<<<<

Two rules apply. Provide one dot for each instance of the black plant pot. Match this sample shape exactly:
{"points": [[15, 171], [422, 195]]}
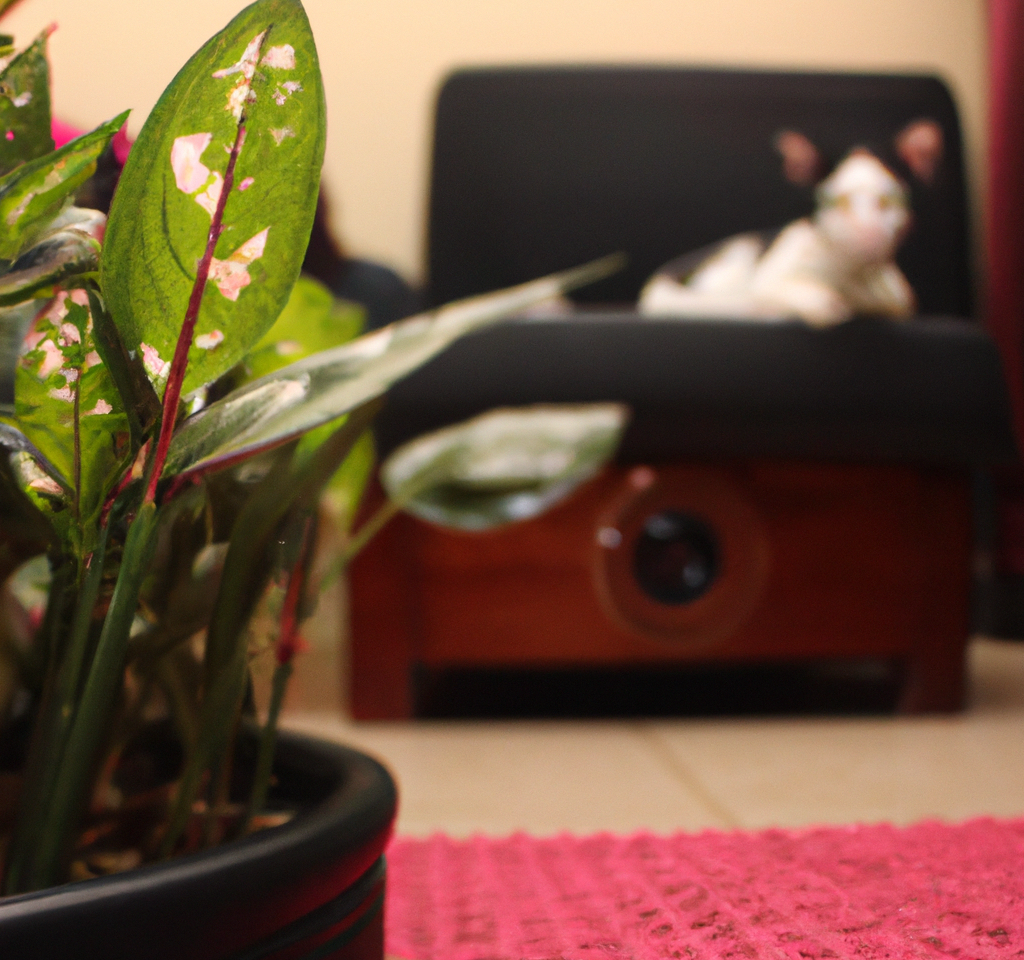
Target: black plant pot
{"points": [[311, 888]]}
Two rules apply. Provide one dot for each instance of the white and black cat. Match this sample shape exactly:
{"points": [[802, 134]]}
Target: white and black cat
{"points": [[823, 268]]}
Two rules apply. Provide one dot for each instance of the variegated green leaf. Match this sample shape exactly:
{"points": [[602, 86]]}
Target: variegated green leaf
{"points": [[312, 319], [330, 384], [504, 466], [14, 322], [25, 105], [61, 381], [253, 90], [34, 193], [69, 248]]}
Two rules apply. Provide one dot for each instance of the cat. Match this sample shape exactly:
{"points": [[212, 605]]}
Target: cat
{"points": [[823, 268]]}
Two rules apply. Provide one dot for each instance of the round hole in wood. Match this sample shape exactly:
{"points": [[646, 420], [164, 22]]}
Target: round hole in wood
{"points": [[681, 555]]}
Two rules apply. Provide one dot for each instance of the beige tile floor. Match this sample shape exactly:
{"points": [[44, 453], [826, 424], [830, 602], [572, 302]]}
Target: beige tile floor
{"points": [[462, 777]]}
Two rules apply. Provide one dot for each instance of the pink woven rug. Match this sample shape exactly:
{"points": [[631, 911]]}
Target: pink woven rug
{"points": [[929, 890]]}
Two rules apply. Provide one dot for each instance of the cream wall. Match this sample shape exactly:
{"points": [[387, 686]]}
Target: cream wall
{"points": [[383, 60]]}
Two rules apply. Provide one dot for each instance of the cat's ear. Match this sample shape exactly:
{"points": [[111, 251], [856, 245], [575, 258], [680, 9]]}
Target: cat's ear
{"points": [[920, 145], [802, 162]]}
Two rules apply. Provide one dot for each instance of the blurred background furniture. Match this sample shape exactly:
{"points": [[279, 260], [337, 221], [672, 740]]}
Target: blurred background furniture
{"points": [[818, 481]]}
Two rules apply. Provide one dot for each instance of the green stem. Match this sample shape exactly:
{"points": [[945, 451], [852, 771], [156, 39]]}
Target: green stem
{"points": [[91, 721], [267, 742]]}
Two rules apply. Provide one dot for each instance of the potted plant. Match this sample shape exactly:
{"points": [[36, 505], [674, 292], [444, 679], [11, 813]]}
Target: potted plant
{"points": [[167, 433]]}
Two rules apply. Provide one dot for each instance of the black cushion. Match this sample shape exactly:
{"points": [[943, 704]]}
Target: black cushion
{"points": [[538, 169]]}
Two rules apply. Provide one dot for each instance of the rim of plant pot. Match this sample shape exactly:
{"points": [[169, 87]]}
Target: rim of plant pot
{"points": [[310, 885]]}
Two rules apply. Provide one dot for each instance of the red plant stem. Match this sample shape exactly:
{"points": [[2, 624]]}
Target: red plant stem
{"points": [[288, 641], [180, 362]]}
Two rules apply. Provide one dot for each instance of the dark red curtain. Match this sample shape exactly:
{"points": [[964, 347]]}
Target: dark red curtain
{"points": [[1006, 266], [1006, 202]]}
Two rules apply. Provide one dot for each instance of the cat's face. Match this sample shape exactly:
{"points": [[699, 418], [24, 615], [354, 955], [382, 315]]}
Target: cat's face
{"points": [[862, 209]]}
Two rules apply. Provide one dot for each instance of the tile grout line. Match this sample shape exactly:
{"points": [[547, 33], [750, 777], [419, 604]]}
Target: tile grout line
{"points": [[686, 777]]}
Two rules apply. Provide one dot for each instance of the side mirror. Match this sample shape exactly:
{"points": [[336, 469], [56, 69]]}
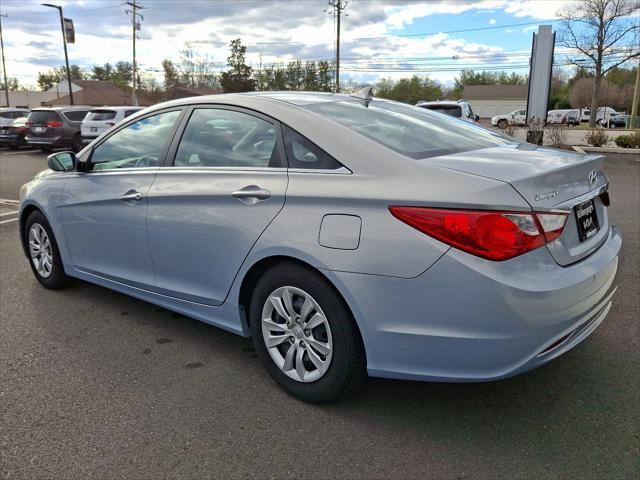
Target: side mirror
{"points": [[62, 162]]}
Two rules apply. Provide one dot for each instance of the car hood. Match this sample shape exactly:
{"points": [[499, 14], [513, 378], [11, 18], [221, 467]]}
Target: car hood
{"points": [[545, 177]]}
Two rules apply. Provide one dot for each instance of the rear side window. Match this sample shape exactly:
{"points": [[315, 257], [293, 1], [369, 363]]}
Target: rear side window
{"points": [[303, 153], [227, 138], [100, 115], [75, 115], [42, 116], [411, 131]]}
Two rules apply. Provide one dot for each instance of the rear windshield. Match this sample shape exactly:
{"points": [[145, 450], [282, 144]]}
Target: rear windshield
{"points": [[42, 116], [99, 115], [453, 110], [413, 131]]}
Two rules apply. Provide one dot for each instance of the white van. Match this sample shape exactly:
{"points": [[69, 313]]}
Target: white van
{"points": [[566, 116], [99, 120]]}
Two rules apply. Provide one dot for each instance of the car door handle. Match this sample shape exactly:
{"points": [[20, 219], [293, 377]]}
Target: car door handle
{"points": [[131, 195], [251, 192]]}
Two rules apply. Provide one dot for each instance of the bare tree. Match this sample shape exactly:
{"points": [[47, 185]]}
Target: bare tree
{"points": [[607, 32]]}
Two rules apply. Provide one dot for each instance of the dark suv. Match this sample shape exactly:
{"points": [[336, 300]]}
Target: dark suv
{"points": [[49, 128]]}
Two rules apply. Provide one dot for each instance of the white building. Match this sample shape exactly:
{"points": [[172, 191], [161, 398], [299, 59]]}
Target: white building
{"points": [[28, 100], [490, 100]]}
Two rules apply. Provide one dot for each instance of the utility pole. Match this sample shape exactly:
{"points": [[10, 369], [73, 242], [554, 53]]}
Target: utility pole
{"points": [[337, 7], [64, 42], [635, 122], [4, 66], [135, 25]]}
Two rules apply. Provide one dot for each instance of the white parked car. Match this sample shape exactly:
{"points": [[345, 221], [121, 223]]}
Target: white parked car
{"points": [[567, 116], [8, 116], [99, 120], [603, 113], [517, 117], [455, 108]]}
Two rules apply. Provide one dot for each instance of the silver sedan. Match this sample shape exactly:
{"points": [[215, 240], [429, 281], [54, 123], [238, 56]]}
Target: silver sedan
{"points": [[346, 235]]}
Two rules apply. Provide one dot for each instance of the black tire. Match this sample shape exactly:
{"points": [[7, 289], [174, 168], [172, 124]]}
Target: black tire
{"points": [[347, 368], [76, 146], [57, 278]]}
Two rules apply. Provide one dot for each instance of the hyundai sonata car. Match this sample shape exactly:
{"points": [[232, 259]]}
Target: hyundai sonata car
{"points": [[346, 235]]}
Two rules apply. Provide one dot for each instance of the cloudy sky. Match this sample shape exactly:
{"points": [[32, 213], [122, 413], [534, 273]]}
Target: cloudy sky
{"points": [[379, 38]]}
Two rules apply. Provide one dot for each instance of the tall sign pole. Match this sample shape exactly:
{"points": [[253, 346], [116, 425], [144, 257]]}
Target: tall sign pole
{"points": [[539, 81], [4, 65], [64, 42], [135, 26], [337, 7]]}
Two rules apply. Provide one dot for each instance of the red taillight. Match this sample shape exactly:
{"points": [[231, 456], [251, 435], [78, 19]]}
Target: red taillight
{"points": [[493, 235]]}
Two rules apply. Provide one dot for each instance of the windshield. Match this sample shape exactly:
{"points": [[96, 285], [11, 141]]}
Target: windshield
{"points": [[413, 131], [100, 115], [42, 116]]}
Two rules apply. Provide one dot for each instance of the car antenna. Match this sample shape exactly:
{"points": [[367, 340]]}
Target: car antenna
{"points": [[365, 94]]}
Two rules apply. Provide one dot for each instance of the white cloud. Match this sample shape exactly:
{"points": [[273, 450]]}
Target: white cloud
{"points": [[104, 35]]}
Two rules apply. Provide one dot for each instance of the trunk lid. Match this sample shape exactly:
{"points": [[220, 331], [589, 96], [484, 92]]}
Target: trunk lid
{"points": [[547, 179]]}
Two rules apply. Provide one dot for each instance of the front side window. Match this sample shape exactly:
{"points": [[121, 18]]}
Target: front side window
{"points": [[227, 138], [137, 145], [411, 131]]}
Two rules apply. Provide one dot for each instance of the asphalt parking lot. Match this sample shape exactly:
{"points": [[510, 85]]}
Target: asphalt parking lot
{"points": [[94, 384]]}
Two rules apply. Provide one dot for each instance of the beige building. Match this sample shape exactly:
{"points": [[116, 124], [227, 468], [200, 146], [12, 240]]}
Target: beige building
{"points": [[490, 100]]}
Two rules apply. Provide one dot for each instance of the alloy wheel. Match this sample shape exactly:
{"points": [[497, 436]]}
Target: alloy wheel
{"points": [[40, 250], [297, 334]]}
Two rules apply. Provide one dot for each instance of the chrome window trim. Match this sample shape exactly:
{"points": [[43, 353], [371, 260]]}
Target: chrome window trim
{"points": [[202, 170], [119, 171], [338, 171]]}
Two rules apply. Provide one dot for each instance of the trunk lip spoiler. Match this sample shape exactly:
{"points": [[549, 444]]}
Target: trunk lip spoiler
{"points": [[567, 205]]}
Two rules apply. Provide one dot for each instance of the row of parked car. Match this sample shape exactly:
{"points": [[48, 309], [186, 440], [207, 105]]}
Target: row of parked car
{"points": [[58, 127], [606, 116]]}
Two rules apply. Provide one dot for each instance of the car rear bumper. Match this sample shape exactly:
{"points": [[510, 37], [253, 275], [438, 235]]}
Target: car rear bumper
{"points": [[57, 141], [467, 319], [9, 138]]}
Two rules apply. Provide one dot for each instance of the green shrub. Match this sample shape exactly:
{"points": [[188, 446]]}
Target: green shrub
{"points": [[596, 138], [628, 141]]}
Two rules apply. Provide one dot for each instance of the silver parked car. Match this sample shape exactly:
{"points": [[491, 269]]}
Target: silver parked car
{"points": [[347, 235]]}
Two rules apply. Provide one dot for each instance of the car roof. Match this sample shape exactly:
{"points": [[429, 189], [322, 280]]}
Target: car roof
{"points": [[116, 108], [442, 102], [61, 109]]}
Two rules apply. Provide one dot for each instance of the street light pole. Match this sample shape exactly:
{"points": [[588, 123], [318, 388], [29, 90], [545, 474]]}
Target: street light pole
{"points": [[64, 42], [4, 66]]}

>>>>

WHAT TO WORK ON:
An exact printout of the entries is wanted, covering the first line through the line holding "of the variegated", with pictures kept out of it.

EXERCISE ANSWER:
Two rules apply. Provide one dot for each instance of the black plant pot. Match this sample shape exactly:
{"points": [[15, 171], [422, 195]]}
Target: black plant pot
{"points": [[311, 888]]}
Two rules apply. Provide one dot for each instance of the white and black cat. Match this sample shape exactly:
{"points": [[802, 134]]}
Target: white and black cat
{"points": [[823, 268]]}
Two rules apply. Provide one dot for each instance of the variegated green leaf. Match this sample shape exactly:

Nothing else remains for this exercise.